* _CONSIGNES_:
• a. D'après l'extrait, depuis quand les partis politiques défendent-ils des causes ?
• b. Réécrivez le passage de l'extrait compris entre « Depuis les dernières » et « la démocratie représentative. », inclus, en substituant « groupes de réflexion » à « think tanks ».

* _EXTRAIT_:
========
Depuis les dernières décennies, de nouvelles organisations ont su, par diverses entreprises, s’insérer dans le feuilleton de nos controverses politiques. Variées, ingénieuses et provenant de tous les angles, les initiatives des think tanks ont marqué leur temps. Rien ne sert de chercher en profondeur pour dénicher celles qui ont fait mouche : minutes du patrimoine, palmarès des écoles secondaires, ticket modérateur en santé, monorail à grande vitesse, compteur de la dette du Québec, journée de libération de l’impôt… Les démarches qui viennent d’être évoquées, qui sont toutes le fruit de think tanks canadiens, suffisent à prouver que ces organisations défendent des causes comme l’ont fait les partis politiques depuis l’invention de la démocratie représentative.
========
* _EXTRAITS DE DONNÉES_:
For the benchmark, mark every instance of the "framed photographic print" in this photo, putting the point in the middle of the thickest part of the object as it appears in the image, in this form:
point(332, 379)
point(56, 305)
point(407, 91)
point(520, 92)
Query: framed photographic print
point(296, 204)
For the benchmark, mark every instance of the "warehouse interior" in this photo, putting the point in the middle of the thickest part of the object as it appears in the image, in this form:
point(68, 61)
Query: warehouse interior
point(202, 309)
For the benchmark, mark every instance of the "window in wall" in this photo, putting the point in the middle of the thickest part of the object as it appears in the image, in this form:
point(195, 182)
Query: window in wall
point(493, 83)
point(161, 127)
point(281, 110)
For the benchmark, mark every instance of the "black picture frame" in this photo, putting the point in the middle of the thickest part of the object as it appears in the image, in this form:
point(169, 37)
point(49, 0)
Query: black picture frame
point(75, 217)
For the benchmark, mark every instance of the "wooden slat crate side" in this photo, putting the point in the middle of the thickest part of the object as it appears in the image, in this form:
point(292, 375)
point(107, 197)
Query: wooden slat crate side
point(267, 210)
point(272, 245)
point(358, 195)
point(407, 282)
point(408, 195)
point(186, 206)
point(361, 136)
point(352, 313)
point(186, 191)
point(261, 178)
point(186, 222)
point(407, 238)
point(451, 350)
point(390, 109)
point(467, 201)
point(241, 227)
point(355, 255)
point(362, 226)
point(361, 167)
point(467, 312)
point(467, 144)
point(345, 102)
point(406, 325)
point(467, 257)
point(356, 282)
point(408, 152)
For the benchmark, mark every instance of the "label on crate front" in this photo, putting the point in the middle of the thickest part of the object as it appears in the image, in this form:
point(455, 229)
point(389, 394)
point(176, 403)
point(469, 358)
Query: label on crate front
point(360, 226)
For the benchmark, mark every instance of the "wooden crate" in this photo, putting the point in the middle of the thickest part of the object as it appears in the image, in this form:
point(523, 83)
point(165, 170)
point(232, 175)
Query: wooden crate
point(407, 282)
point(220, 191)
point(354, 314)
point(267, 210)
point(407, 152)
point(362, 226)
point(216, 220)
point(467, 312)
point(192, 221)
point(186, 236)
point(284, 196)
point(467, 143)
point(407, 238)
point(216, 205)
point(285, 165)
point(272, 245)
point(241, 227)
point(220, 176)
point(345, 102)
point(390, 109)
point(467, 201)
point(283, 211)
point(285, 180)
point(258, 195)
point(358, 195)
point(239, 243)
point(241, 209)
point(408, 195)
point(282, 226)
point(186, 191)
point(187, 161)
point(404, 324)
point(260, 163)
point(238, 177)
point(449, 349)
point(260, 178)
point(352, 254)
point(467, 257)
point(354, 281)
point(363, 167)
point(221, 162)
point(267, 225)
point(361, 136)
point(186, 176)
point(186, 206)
========
* _RÉPONSES PAR CONSIGNE_:
• a. Depuis l'invention de la démocratie représentative.

• b.
Depuis les dernières décennies, de nouvelles organisations ont su, par diverses entreprises, s’insérer dans le feuilleton de nos controverses politiques. Variées, ingénieuses et provenant de tous les angles, les initiatives des groupes de réflexion ont marqué leur temps. Rien ne sert de chercher en profondeur pour dénicher celles qui ont fait mouche : minutes du patrimoine, palmarès des écoles secondaires, ticket modérateur en santé, monorail à grande vitesse, compteur de la dette du Québec, journée de libération de l’impôt… Les démarches qui viennent d’être évoquées, qui sont toutes le fruit de groupes de réflexion canadiens, suffisent à prouver que ces organisations défendent des causes comme l’ont fait les partis politiques depuis l’invention de la démocratie représentative.